Required task: Rewrite the rows below as a JSON list of strings, one string per row with blank rows left out, starting with the row that contains "the crumpled front" and going on through the row that contains "[(681, 91)]".

--- start Extracted material ---

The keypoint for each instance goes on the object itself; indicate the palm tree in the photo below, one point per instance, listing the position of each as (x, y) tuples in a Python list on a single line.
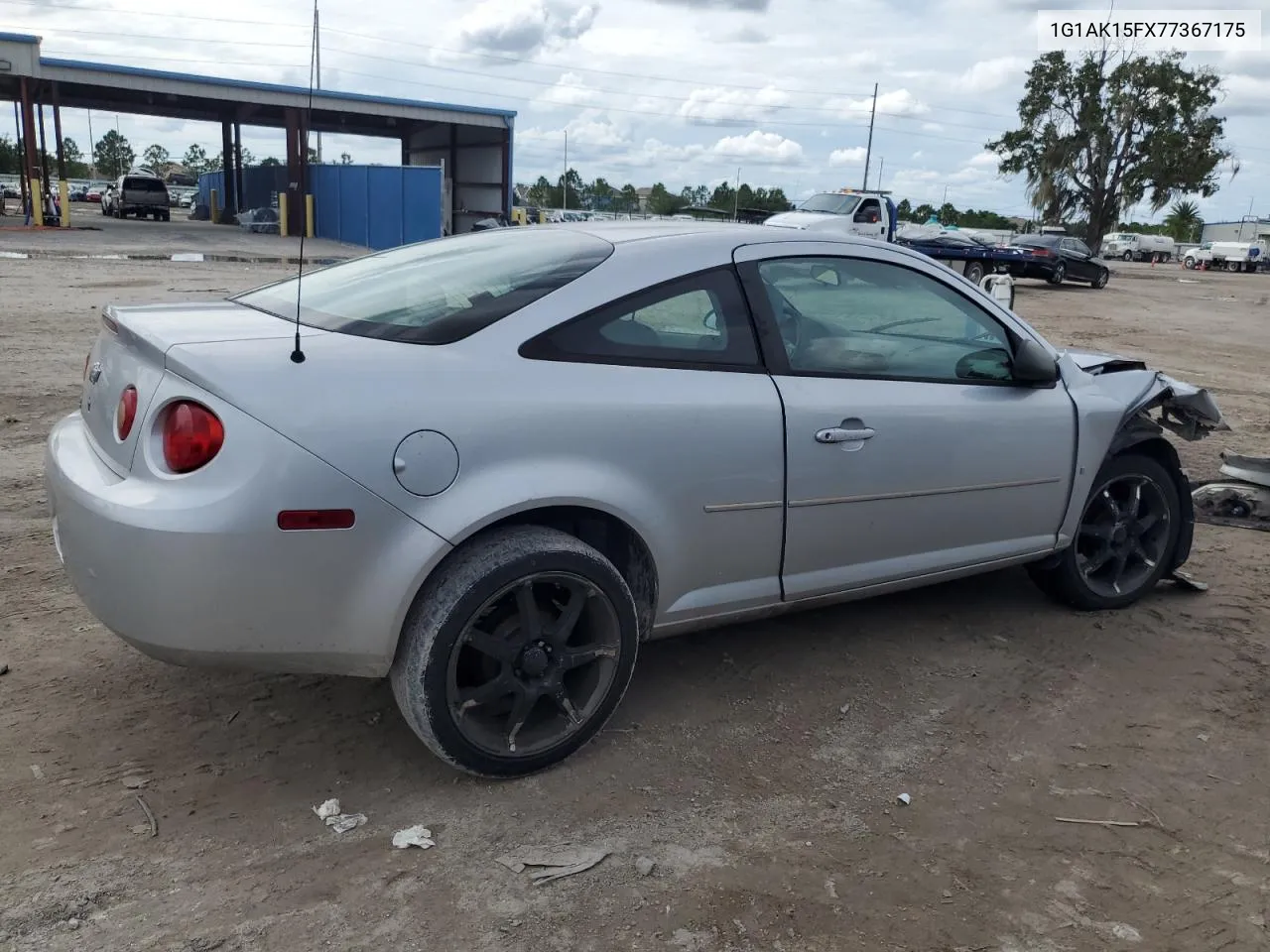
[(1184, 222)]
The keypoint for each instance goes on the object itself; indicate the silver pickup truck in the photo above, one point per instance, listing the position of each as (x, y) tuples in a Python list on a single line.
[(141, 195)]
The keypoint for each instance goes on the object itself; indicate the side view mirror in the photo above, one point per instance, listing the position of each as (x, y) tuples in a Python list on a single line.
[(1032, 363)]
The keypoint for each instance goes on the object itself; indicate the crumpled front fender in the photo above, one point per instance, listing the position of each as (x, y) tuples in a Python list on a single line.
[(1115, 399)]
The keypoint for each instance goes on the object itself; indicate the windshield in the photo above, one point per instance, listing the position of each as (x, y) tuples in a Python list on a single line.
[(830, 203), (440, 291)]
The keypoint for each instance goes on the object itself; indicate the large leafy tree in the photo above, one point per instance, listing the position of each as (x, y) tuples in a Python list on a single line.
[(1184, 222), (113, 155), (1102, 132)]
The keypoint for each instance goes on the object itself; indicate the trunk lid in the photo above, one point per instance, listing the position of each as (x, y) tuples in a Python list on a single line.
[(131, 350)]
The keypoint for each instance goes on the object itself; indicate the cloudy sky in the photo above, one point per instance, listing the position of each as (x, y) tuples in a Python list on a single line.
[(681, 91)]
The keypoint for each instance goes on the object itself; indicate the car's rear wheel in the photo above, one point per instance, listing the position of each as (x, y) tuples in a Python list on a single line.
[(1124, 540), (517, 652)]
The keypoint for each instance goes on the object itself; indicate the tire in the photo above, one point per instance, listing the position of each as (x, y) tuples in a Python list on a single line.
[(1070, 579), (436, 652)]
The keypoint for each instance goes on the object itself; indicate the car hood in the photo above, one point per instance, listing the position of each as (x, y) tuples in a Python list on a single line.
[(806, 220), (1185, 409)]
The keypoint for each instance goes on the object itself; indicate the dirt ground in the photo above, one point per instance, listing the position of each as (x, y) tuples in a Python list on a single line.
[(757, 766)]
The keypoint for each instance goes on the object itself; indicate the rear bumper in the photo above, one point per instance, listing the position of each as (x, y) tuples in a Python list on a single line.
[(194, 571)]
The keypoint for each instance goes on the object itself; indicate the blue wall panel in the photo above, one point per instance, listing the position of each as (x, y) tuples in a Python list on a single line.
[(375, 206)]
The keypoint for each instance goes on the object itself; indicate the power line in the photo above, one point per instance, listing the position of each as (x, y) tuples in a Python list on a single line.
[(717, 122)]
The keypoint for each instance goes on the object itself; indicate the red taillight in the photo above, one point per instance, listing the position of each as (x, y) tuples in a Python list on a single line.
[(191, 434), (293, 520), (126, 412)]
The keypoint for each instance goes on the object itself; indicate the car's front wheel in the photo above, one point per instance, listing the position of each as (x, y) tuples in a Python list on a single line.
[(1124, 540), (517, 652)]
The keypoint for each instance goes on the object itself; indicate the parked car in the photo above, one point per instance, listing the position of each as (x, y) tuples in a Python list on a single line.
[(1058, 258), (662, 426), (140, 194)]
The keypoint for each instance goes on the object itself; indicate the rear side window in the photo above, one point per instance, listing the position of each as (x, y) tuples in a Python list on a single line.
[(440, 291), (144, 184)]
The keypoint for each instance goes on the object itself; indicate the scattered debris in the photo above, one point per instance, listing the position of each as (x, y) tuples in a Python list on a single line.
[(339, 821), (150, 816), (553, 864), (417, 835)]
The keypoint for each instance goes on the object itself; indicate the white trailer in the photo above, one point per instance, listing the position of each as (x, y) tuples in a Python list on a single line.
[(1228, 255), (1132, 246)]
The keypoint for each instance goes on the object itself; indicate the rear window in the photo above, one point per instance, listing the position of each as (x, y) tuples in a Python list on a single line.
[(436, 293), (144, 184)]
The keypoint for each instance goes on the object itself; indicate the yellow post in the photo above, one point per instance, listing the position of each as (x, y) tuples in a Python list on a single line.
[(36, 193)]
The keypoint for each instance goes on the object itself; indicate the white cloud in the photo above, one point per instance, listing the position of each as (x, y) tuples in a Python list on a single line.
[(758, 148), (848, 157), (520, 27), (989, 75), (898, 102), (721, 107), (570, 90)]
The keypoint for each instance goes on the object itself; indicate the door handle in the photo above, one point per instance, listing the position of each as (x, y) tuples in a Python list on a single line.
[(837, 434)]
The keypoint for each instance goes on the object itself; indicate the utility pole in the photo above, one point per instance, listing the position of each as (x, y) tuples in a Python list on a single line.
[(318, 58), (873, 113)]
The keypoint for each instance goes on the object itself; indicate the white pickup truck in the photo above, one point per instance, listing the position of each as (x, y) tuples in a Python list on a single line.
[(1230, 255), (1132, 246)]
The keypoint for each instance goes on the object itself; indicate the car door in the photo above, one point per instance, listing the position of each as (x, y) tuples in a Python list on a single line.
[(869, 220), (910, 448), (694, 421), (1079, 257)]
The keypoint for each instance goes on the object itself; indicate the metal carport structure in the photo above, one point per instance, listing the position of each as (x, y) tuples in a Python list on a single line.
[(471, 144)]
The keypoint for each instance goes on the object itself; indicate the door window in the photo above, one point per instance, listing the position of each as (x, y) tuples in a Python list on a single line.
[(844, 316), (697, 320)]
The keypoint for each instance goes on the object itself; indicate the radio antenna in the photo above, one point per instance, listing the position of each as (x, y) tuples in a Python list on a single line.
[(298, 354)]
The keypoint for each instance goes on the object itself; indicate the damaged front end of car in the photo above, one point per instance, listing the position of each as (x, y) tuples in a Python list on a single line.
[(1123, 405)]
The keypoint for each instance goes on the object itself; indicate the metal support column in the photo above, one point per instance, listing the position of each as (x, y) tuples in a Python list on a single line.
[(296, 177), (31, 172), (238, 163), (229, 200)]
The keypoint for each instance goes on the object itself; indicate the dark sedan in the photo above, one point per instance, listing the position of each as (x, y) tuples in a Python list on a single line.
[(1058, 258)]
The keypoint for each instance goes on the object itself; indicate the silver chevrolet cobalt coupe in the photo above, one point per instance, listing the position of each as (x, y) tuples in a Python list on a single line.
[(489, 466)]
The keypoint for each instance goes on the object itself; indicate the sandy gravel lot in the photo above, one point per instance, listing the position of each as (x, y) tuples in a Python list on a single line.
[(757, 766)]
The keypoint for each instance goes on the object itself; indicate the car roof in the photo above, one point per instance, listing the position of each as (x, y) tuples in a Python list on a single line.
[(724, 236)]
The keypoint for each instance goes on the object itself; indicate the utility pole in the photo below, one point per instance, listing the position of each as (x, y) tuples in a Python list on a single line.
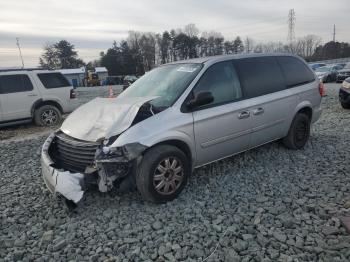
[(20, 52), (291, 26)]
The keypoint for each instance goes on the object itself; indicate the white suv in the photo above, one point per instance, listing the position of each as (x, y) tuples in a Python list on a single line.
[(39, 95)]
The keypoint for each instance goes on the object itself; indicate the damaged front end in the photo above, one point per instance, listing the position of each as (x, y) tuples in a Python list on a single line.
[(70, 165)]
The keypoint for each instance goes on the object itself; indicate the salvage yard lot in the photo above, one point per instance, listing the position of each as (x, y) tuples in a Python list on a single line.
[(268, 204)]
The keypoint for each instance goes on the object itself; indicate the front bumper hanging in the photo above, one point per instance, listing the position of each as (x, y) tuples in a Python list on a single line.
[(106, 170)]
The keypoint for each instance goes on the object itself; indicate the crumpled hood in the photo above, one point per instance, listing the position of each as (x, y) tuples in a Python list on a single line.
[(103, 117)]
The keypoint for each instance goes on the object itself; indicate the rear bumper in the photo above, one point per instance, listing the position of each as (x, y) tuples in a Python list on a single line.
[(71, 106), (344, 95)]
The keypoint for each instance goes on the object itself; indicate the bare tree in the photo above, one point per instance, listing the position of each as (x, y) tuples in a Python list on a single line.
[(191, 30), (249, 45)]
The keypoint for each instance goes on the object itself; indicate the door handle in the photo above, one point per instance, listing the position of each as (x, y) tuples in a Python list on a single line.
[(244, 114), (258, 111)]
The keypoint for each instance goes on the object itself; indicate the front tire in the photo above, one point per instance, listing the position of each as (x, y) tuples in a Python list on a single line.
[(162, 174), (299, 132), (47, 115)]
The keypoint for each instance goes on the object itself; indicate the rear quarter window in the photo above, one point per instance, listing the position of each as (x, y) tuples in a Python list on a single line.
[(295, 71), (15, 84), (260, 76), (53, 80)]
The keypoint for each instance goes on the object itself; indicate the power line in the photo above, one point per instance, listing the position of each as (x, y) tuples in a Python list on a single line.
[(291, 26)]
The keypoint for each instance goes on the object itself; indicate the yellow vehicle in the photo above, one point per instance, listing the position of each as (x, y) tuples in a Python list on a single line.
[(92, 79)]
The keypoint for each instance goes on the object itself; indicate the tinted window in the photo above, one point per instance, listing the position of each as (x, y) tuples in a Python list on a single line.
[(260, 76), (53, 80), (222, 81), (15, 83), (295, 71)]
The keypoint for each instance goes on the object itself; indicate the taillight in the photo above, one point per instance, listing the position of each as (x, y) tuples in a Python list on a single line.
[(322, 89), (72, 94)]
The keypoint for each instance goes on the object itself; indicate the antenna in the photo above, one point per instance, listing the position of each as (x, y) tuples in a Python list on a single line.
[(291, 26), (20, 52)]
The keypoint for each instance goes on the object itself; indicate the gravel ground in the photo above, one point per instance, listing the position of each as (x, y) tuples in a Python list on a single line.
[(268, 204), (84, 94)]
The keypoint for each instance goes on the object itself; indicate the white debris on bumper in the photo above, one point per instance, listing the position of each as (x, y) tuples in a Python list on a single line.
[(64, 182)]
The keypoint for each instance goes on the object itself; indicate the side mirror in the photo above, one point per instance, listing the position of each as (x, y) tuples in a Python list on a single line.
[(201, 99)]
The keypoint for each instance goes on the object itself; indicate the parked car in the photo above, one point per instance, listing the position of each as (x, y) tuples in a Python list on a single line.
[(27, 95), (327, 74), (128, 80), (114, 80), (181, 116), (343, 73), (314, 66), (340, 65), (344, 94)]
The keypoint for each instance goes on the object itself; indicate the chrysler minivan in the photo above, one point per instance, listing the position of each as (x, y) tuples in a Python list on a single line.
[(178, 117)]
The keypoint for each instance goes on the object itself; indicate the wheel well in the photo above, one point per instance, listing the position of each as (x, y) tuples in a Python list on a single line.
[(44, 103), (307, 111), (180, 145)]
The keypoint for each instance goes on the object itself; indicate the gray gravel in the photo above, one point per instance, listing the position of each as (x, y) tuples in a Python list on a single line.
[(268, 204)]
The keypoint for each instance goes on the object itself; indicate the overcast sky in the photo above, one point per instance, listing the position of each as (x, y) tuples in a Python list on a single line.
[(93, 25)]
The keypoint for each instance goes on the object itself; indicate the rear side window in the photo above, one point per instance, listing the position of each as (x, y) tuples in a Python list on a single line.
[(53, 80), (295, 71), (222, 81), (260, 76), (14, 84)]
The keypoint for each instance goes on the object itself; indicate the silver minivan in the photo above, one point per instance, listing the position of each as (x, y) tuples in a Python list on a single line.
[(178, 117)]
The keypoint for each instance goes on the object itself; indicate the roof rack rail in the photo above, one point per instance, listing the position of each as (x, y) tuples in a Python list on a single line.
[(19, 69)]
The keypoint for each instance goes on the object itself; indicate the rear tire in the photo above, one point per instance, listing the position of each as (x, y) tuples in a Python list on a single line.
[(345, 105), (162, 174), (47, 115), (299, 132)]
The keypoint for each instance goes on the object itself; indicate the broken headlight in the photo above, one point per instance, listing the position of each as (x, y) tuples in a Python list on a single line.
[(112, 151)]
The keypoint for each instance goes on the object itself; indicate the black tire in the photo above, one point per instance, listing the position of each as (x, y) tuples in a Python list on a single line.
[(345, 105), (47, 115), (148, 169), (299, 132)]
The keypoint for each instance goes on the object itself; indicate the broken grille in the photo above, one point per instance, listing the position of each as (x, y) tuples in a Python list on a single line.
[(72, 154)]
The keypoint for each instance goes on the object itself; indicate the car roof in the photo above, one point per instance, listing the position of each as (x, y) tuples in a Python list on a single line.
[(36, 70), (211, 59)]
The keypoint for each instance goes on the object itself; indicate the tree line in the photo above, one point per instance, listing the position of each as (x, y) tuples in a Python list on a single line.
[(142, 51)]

--- end Extracted material ---

Output:
[
  "The keypoint for each instance goes on the object itself; indicate the crumpled front fender in the photo above, one point per instance, listing the position of each as (x, y) tuples in a Python list on a single line.",
  "[(1115, 399)]",
  "The keypoint for each instance goes on the object itself; indicate the windshield in the photo above, one point per instance, listing the position of each as (x, y) tuples in a Python list on a single line.",
  "[(830, 203), (440, 291)]",
  "The keypoint for each instance goes on the object itself; indicate the large leafy tree in the photo above, one point per instance, listing the position of each as (x, y) tuples in a Python list on a single line.",
  "[(1184, 222), (113, 155), (1102, 132)]",
  "The keypoint for each instance goes on the object itself; indicate the trunk lid in the photo above, one point per instance, listing the position of each as (x, y) tuples in a Python list on a single line.",
  "[(131, 350)]",
  "The keypoint for each instance goes on the object itself; indicate the cloudy sky in the photo above, one point per instance, listing the position of each as (x, y) tuples in a Python list on a single line.",
  "[(681, 91)]"
]